A rede hoteleira goianiense está bem dimensionada para pernoites, para mais do que isso ela deixa a desejar. Receber equipes técnicas, imprensa, artistas e turistas de um evento tão grande seria desastroso.

Nosso transporte público estava ruim há cinco anos, piorou quando o último prefeito eleito tomou posse e hoje está completamente arruinado. É muito comum um ou dois ônibus de uma linha quebrarem e não serem substituídos, permanecendo em via pública e ocupando as vagas de estacionamento já tão difíceis. O popular "frescão", microônibus que cobram muito mais caro por itineários incertos e algum conforto, não estão aptos a carregar milhares de torcedores, repórteres e turistas. Se por fora (e de longe) a frota não parece estar tão ruim, chegando perto os remendos e a idade ficam nítidos, por dentro a dificuldade começa na subida, alguns modelos antigos estão perfeitamente adaptados para trilhas e alagados, não para o transporte urbano de tão distantes do solo. Bancos vandalizados, parafusos com pontas à mostra, janelas emperradas e acabamento se acabando, são cousas que vemos no cotidiano. Imagine um repórter de San Francisco sair de seus excelentes serviços de transporte e dar de cara com um Busscar Urbanus, com quinze anos de uso e aspecto de que foi montado com peças de um ferro-velho.

Aliás, o vexame começaria pelo aeroporto. O Santa Genoveva é pouco mais do que um barracão com puxadinhos. Cindy Lauper teve o azar de (aqui e aqui) precisar desembarcar nele, já que não há outro. O prédio é acanhado, está literalmente caindo aos pedaços em cima dos passageiros. A pista não suporta aeronaves de grande porte, ou seja, as delegações teriam que descer em Brasília e de lá virem de ônibus para Goiânia, se sujeitando a tietagens, paparazzi, acidentes de trânsito, engarrafamentos e tudo mais. As obras de ampliação foram paralisadas há anos por indícios de fraude.

Dados brutos:
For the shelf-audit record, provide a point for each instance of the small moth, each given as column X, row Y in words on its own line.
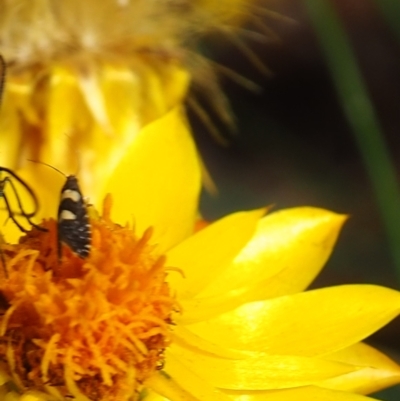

O que fazer:
Enumere os defeitos do interior dos ônibus que o texto sobre Goiânia descreve como "cousas que vemos no cotidiano".

Solução da tarefa:
- Bancos vandalizados
- Parafusos com pontas à mostra
- Janelas emperradas
- Acabamento se acabando